Dataset entries

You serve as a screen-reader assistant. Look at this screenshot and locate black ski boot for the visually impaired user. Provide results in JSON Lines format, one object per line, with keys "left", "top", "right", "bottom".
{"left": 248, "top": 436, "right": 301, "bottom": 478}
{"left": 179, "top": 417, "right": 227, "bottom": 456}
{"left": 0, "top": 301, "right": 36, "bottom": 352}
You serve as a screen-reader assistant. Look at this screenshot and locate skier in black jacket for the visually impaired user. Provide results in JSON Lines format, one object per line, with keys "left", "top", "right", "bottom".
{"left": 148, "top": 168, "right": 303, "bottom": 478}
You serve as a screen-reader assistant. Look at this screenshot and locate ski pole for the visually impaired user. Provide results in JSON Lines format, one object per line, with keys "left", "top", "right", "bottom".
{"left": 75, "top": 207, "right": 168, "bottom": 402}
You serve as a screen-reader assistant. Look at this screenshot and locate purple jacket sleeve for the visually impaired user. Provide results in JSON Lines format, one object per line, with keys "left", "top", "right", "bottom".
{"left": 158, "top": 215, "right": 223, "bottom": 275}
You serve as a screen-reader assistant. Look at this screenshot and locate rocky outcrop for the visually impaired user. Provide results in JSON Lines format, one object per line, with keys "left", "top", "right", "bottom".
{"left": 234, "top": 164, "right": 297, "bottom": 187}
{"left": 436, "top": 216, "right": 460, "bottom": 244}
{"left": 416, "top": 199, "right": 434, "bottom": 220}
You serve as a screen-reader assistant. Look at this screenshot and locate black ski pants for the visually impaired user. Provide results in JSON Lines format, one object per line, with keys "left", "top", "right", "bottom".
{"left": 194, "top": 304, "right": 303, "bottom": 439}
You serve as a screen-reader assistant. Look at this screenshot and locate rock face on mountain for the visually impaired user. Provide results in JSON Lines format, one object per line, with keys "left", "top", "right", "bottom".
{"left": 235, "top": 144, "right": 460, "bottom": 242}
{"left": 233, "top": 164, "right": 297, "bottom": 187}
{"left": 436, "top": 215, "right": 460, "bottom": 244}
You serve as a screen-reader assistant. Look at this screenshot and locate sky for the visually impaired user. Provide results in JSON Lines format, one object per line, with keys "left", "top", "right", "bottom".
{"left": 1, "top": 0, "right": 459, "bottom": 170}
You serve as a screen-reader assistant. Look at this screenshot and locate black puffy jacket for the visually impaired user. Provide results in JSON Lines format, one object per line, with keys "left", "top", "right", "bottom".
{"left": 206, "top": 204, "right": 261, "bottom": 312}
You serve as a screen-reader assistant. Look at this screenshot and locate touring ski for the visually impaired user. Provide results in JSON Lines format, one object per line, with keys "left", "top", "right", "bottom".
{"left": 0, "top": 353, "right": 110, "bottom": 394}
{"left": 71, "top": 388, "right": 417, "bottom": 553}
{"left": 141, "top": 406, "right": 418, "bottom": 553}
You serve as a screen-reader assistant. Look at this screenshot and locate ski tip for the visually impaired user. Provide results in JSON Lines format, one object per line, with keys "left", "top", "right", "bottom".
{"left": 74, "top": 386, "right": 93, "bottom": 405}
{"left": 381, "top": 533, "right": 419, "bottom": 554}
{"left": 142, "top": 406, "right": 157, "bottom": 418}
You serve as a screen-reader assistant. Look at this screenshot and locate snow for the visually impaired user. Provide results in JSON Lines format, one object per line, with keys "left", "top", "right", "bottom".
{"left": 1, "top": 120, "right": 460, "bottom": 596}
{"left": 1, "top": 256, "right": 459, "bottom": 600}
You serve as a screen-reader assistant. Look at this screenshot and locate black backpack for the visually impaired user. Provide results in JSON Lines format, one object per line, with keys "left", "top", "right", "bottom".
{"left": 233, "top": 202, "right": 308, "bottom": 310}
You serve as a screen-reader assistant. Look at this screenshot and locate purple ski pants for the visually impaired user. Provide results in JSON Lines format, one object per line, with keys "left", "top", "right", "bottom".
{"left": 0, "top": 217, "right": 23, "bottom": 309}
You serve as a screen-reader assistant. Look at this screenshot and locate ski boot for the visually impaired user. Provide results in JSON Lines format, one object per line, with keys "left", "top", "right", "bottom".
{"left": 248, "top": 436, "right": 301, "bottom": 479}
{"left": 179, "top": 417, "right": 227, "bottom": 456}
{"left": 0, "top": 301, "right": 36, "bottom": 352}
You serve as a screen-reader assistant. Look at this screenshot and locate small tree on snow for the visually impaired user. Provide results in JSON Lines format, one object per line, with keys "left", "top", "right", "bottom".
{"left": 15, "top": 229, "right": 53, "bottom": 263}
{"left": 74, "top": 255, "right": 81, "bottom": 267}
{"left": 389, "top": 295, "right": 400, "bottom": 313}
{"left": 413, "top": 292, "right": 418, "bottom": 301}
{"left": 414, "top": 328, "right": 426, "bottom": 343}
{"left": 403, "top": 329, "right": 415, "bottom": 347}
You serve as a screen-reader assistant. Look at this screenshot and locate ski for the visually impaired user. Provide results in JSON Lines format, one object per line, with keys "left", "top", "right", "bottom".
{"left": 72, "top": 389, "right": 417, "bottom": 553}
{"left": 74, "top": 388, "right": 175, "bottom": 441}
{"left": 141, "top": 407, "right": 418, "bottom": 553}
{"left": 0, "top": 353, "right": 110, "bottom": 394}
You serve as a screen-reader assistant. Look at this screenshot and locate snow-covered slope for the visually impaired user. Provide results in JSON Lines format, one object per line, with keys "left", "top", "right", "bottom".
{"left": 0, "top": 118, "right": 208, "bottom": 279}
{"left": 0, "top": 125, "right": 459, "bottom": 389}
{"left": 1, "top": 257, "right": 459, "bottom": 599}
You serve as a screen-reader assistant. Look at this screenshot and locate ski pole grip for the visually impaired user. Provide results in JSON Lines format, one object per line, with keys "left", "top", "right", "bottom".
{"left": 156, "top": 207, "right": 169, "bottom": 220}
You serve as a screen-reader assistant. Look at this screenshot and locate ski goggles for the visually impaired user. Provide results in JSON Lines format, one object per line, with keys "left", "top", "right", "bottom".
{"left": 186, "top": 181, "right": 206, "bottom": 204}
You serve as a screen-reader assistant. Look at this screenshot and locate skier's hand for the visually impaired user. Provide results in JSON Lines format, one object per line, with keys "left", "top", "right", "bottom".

*ACTION ITEM*: Quote all of the entries verbatim.

*EXERCISE RESPONSE*:
You serve as a screen-reader assistant. Look at this screenshot and locate black ski boot for the visually impaired user. Provide results in JSON Lines format, one object per line, with keys "left", "top", "right", "bottom".
{"left": 248, "top": 436, "right": 301, "bottom": 478}
{"left": 179, "top": 417, "right": 227, "bottom": 456}
{"left": 0, "top": 301, "right": 36, "bottom": 352}
You serve as a screen-reader assistant. Look at this screenshot and locate skier in black jacket for the visually impaired user. Provide results in JSON Lines format, one object per line, with keys "left", "top", "right", "bottom".
{"left": 148, "top": 168, "right": 303, "bottom": 478}
You serve as a screen-reader assistant. Look at this screenshot and locate ski pole for the visually impaired user. Provide results in JSON Lines format, one object per line, with keys "left", "top", "right", "bottom".
{"left": 75, "top": 207, "right": 168, "bottom": 402}
You serve as a screen-reader assistant. Look at this screenshot and locate purple jacket sleeve for the visually impaired user. Provide results in JSON Lines format, one object per line, with keys "left", "top", "right", "bottom".
{"left": 158, "top": 215, "right": 223, "bottom": 275}
You serve as a screen-reader assistant. Look at this screenshot and locate rocky outcrop for the visually impaired user. Provide results in JSON Lines format, one object per line, with keys "left", "top", "right", "bottom".
{"left": 234, "top": 164, "right": 297, "bottom": 187}
{"left": 436, "top": 216, "right": 460, "bottom": 244}
{"left": 416, "top": 199, "right": 434, "bottom": 220}
You serve as a screen-reader assistant. Look at this screenshot and locate black ski pants for the visually impaired user. Provide results in JSON Lines format, one object per line, with keys "left", "top", "right", "bottom".
{"left": 194, "top": 304, "right": 303, "bottom": 439}
You serve as a screen-reader assistant. Look at this screenshot and locate rock face on mountain for the visually impaired user. Provide results in JSON Lines format, one object per line, with keys "left", "top", "right", "bottom".
{"left": 235, "top": 144, "right": 460, "bottom": 242}
{"left": 233, "top": 164, "right": 297, "bottom": 187}
{"left": 436, "top": 215, "right": 460, "bottom": 244}
You serve as a screen-reader assistant. Look at this screenshot and locate sky for the visually impaired user. Provide results in JSON Lines format, one object per line, with keys "left", "top", "right", "bottom".
{"left": 1, "top": 0, "right": 459, "bottom": 170}
You serve as a screen-reader assistant. Look at this screenshot and locate black puffy jacket for the visually impaired user. Provide results in JSON Lines format, one object per line, with keys "left", "top", "right", "bottom".
{"left": 206, "top": 204, "right": 261, "bottom": 312}
You serve as a screen-reader assistant. Look at this screenshot and locate touring ski for the visually impaired user. Provide results in JSON Lines format, one object per line, with keys "left", "top", "right", "bottom".
{"left": 0, "top": 353, "right": 110, "bottom": 394}
{"left": 71, "top": 388, "right": 417, "bottom": 553}
{"left": 141, "top": 406, "right": 418, "bottom": 553}
You serve as a screen-reader assistant. Look at this screenshot and locate ski tip for the visually impaired user. Provide results in JSON Lines format, one object per line, with keys "left", "top", "right", "bottom".
{"left": 74, "top": 386, "right": 93, "bottom": 405}
{"left": 381, "top": 533, "right": 419, "bottom": 554}
{"left": 142, "top": 406, "right": 157, "bottom": 418}
You serve as a screen-reader assistant. Look at this screenshot and locate snow for the visually impaired user. Provide results in JSON Lines format, one object per line, with keys "left", "top", "right", "bottom".
{"left": 1, "top": 120, "right": 460, "bottom": 596}
{"left": 1, "top": 256, "right": 459, "bottom": 600}
You serve as a screen-reader assistant. Look at this screenshot and locate black backpack for the visually impaired user. Provide results in JSON Lines format, one object per line, with keys "left", "top", "right", "bottom".
{"left": 233, "top": 202, "right": 308, "bottom": 310}
You serve as a screen-reader assistant. Look at this screenshot and locate purple ski pants for the visually impaired user. Provide results in JSON Lines format, one object per line, with keys "left", "top", "right", "bottom".
{"left": 0, "top": 217, "right": 23, "bottom": 309}
You serve as a screen-reader assistant. Look at this screenshot and locate ski boot for the visually impaired user. Provide results in JSON Lines format, one object per line, with keys "left", "top", "right", "bottom".
{"left": 248, "top": 436, "right": 301, "bottom": 479}
{"left": 179, "top": 417, "right": 227, "bottom": 456}
{"left": 0, "top": 301, "right": 36, "bottom": 352}
You serve as a screen-reader assistant. Look at this screenshot and locate small tree on snow for the visually impaired user. Provide results in JSON Lines format, one object per line, with keys "left", "top", "right", "bottom".
{"left": 15, "top": 229, "right": 53, "bottom": 263}
{"left": 74, "top": 255, "right": 81, "bottom": 267}
{"left": 389, "top": 295, "right": 400, "bottom": 313}
{"left": 413, "top": 292, "right": 418, "bottom": 301}
{"left": 414, "top": 328, "right": 426, "bottom": 343}
{"left": 403, "top": 329, "right": 415, "bottom": 347}
You serve as a screen-reader assistant. Look at this screenshot and locate ski for the visually impaired user. Provide results in JSON Lines format, one object per line, with keys "left", "top", "right", "bottom".
{"left": 72, "top": 389, "right": 417, "bottom": 553}
{"left": 74, "top": 388, "right": 175, "bottom": 441}
{"left": 141, "top": 407, "right": 418, "bottom": 553}
{"left": 0, "top": 353, "right": 110, "bottom": 394}
You serve as a screen-reader assistant. Look at this screenshot and locate snow-covered slope for the visually impaired user. Provide results in JSON Lines format, one object per line, with keys "left", "top", "right", "bottom".
{"left": 0, "top": 118, "right": 208, "bottom": 279}
{"left": 0, "top": 125, "right": 459, "bottom": 389}
{"left": 1, "top": 257, "right": 459, "bottom": 599}
You serve as a screen-reader assistant. Look at this screenshot and locate ski pole grip for the visually impaired user. Provide results in JSON Lines format, one object per line, with keys "left", "top", "right", "bottom".
{"left": 156, "top": 207, "right": 169, "bottom": 220}
You serve as a screen-reader assistant. Look at this screenshot and locate ski goggles for the visually impaired user. Provide results in JSON Lines format, one object per line, with keys "left", "top", "right", "bottom".
{"left": 186, "top": 181, "right": 206, "bottom": 204}
You serve as a screen-reader assistant. Look at this screenshot and locate skier's hand for the visually impaired user. Provide results in JSON Lines format, one object per line, with keys "left", "top", "right", "bottom".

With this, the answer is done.